Exercise requirements: Could you repeat, word for word, every line from the one containing "Target: window glass pane" through the final line of the records below, and nothing else?

Records from a data source:
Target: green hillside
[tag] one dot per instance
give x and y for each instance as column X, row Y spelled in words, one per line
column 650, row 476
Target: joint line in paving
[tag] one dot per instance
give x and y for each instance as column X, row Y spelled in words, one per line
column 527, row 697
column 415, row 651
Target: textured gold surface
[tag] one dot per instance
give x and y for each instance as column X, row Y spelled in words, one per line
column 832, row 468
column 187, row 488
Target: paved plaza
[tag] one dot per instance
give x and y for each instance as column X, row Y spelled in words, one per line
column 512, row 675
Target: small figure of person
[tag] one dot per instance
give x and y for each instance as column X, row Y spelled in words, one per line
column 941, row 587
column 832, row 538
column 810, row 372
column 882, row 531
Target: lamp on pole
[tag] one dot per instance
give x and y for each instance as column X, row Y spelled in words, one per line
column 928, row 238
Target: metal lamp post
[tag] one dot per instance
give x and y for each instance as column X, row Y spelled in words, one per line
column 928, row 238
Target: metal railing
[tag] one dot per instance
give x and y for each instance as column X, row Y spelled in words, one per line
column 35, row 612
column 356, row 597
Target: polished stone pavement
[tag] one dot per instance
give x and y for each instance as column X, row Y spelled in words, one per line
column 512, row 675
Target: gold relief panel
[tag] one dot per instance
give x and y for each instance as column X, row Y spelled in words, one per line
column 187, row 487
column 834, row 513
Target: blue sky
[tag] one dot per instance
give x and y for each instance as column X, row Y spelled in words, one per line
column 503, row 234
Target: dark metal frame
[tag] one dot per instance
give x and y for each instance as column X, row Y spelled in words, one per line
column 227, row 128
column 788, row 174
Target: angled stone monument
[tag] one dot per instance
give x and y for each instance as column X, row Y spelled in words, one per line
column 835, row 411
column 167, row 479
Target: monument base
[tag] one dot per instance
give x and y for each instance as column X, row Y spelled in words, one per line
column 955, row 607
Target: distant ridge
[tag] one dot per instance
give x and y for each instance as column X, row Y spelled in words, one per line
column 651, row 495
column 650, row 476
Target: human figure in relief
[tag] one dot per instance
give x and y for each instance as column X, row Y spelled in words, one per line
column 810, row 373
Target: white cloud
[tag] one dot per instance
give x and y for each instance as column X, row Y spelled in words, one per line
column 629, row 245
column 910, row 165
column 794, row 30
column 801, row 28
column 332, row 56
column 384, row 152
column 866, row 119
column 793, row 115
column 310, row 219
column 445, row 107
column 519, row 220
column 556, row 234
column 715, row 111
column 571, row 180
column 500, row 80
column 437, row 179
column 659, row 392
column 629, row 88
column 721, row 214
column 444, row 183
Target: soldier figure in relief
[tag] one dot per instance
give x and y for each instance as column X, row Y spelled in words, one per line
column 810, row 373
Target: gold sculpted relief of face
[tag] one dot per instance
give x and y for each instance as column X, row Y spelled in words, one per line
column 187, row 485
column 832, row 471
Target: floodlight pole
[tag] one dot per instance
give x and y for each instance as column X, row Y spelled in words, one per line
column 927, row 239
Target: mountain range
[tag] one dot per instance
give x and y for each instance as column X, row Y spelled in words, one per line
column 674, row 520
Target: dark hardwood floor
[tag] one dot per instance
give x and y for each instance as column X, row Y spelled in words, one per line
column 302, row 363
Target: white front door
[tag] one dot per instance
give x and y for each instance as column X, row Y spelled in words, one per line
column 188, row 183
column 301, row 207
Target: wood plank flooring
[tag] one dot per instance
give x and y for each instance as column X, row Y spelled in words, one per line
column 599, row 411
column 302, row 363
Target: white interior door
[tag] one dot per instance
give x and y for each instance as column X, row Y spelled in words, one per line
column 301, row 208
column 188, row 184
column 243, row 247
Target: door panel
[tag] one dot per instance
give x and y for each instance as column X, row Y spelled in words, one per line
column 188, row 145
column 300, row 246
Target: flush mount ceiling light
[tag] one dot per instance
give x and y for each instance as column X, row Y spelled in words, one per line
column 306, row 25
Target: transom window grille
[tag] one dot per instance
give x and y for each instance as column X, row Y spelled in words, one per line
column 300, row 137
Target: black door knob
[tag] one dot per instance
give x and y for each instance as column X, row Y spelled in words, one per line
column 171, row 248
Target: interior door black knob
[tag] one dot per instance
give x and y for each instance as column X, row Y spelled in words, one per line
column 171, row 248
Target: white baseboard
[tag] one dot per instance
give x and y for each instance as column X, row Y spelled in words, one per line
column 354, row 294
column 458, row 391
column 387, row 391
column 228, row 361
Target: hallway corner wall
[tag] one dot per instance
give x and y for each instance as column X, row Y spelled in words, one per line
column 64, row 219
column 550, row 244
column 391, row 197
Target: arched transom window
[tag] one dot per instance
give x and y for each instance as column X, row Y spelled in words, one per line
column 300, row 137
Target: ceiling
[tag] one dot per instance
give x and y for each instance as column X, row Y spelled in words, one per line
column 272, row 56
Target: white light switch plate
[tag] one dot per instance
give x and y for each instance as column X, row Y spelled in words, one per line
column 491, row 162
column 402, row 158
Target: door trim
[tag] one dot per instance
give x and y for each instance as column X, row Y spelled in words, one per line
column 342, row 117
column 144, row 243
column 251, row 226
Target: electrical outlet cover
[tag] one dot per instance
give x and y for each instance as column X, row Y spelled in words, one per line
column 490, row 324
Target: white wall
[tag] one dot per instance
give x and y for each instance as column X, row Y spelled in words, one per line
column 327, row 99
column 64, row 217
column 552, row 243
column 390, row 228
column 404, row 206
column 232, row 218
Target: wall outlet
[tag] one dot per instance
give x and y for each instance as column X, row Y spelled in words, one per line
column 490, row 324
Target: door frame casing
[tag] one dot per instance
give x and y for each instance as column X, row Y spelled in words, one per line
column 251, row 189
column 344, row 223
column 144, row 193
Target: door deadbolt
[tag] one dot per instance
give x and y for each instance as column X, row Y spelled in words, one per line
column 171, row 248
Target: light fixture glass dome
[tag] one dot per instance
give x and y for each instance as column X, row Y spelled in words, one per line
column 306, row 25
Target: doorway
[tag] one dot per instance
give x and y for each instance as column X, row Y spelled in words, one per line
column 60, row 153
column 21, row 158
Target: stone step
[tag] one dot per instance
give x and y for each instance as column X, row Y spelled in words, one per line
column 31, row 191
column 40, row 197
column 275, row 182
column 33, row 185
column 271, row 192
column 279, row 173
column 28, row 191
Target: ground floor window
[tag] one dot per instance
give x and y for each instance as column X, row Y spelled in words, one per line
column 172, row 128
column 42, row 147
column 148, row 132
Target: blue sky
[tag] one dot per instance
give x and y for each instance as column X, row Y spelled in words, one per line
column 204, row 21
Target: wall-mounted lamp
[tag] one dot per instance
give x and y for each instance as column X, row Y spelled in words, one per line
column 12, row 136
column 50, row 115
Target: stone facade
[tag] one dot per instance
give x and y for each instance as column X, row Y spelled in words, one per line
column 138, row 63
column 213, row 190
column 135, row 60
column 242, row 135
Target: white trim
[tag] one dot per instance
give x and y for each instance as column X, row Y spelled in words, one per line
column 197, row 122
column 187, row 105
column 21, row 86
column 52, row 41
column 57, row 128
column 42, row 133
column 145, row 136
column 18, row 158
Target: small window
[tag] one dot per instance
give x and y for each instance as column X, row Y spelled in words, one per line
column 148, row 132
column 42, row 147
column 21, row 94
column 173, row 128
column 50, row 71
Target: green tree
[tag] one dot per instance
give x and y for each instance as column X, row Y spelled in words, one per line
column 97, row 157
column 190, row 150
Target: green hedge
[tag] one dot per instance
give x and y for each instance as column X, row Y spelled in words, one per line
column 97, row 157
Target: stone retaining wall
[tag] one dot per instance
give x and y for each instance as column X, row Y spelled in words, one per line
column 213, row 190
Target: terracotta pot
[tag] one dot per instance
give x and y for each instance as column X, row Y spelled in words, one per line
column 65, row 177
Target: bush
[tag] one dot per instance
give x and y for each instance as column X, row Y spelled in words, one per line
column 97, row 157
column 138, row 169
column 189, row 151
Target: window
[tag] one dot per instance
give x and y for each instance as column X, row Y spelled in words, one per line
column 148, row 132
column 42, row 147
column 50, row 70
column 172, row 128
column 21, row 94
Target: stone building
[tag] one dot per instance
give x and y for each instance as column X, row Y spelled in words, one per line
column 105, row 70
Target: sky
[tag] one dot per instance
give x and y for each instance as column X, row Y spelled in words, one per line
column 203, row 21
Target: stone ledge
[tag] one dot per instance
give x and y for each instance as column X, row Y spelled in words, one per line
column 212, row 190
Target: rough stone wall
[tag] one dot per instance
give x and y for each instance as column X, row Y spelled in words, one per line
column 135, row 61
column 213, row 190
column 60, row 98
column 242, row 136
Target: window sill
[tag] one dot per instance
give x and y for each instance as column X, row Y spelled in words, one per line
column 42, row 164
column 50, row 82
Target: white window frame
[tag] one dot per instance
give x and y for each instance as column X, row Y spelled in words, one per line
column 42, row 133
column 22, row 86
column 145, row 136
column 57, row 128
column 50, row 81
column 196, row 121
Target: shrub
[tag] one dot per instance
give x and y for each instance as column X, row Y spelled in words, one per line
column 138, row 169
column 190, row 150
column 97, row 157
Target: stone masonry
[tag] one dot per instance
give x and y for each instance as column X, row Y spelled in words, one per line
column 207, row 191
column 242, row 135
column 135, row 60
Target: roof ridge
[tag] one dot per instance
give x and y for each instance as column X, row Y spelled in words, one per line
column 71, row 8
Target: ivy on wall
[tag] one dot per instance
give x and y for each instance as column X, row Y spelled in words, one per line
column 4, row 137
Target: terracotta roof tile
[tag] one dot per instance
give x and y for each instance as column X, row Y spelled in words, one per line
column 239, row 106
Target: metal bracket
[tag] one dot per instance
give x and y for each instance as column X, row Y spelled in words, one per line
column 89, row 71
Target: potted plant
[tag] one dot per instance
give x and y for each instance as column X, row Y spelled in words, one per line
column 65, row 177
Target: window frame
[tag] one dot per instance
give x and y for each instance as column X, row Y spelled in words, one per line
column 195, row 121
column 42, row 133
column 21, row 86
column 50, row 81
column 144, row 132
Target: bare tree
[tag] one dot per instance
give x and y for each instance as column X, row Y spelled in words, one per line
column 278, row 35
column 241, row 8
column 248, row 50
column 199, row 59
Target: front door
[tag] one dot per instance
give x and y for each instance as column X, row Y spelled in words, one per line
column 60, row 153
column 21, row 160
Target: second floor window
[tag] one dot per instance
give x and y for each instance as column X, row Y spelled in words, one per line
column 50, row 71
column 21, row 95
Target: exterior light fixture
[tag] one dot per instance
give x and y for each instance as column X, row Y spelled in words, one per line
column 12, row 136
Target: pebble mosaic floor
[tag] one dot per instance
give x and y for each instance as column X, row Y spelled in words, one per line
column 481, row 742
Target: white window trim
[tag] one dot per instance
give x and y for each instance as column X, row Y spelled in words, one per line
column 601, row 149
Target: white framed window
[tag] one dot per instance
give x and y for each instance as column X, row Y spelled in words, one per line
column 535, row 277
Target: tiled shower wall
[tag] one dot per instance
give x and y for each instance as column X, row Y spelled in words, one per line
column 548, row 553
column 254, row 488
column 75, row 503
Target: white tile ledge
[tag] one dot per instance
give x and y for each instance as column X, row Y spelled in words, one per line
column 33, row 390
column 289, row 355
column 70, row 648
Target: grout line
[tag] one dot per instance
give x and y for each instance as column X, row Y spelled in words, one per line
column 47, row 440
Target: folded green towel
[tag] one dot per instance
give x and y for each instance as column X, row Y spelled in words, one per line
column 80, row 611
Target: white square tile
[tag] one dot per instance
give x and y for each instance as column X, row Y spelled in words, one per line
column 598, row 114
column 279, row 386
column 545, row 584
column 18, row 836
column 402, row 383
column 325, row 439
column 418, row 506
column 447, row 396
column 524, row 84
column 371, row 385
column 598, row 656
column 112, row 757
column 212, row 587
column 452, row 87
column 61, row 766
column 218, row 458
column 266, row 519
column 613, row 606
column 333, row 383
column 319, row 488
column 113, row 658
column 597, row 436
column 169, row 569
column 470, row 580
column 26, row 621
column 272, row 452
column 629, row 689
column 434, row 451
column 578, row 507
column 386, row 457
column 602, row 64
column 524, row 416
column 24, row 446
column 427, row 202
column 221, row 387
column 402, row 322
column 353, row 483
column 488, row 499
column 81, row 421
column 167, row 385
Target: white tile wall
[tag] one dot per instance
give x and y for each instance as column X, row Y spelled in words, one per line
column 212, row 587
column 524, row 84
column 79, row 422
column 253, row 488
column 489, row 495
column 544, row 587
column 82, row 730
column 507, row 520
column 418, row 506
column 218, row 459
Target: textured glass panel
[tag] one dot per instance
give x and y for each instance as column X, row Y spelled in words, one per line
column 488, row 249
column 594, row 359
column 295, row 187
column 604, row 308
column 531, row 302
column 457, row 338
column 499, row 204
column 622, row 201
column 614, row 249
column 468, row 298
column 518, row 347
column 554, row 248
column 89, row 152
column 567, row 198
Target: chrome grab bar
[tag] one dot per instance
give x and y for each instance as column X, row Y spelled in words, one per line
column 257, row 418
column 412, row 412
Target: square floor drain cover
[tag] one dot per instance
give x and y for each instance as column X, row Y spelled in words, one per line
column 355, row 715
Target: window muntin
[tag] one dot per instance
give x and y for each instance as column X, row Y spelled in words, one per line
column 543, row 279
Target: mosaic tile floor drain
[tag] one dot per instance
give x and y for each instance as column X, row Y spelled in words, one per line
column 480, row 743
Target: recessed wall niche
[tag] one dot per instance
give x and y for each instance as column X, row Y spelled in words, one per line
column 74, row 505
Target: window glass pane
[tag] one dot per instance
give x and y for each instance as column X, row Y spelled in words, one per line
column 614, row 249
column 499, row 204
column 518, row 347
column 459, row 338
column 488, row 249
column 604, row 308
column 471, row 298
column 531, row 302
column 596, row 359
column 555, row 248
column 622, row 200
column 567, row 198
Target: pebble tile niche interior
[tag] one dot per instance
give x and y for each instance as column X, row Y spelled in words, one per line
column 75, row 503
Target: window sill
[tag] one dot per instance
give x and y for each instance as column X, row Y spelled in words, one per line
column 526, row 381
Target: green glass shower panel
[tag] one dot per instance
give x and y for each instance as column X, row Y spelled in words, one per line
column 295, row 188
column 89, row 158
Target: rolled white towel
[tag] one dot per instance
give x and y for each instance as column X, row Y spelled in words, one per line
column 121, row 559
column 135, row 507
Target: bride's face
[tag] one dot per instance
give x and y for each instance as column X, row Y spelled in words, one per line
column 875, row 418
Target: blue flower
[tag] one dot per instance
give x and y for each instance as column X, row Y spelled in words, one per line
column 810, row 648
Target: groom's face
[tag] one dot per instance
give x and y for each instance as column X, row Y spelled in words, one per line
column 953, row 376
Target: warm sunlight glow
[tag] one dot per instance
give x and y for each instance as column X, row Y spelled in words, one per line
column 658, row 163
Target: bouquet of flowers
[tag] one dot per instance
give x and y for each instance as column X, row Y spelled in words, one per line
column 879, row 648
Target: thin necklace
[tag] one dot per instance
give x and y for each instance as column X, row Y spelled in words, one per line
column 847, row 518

Completed exercise:
Target: window glass pane
[tag] one dot per instance
give x and y for each instance as column X, row Y spelled in words, one per line
column 614, row 249
column 499, row 204
column 518, row 347
column 459, row 338
column 488, row 249
column 604, row 308
column 471, row 298
column 531, row 302
column 596, row 359
column 555, row 248
column 622, row 200
column 567, row 198
Target: pebble tile niche interior
[tag] one dot per instance
give x and y for each instance as column X, row Y spelled in words, one per line
column 75, row 503
Target: window sill
[tag] one dot per instance
give x and y for each instance as column X, row Y spelled in words, one per line
column 526, row 381
Target: green glass shower panel
[tag] one dot per instance
give x and y for each instance as column X, row Y spelled in words, one per line
column 295, row 188
column 89, row 158
Target: rolled white towel
[tag] one dot per instance
give x and y for each instance as column X, row Y spelled in words, one per line
column 121, row 559
column 135, row 507
Target: bride's face
[tag] one dot per instance
give x and y for each instance as column X, row Y spelled in words, one per line
column 875, row 418
Target: blue flower
[tag] one dot per instance
give x and y for each instance as column X, row Y spelled in words, one per line
column 810, row 648
Target: groom's face
[tag] one dot per instance
give x and y for each instance as column X, row Y spelled in words, one per line
column 953, row 376
Target: warm sunlight glow
[tag] one dot per instance
give x and y for each instance as column X, row Y spelled in words, one per line
column 658, row 163
Target: bouquet of flowers
[tag] one dot per instance
give x and y for each instance as column X, row Y spelled in words, one per line
column 879, row 648
Target: thin necklace
[tag] one dot per instance
give x and y for each instance as column X, row Y spelled in words, one per line
column 847, row 518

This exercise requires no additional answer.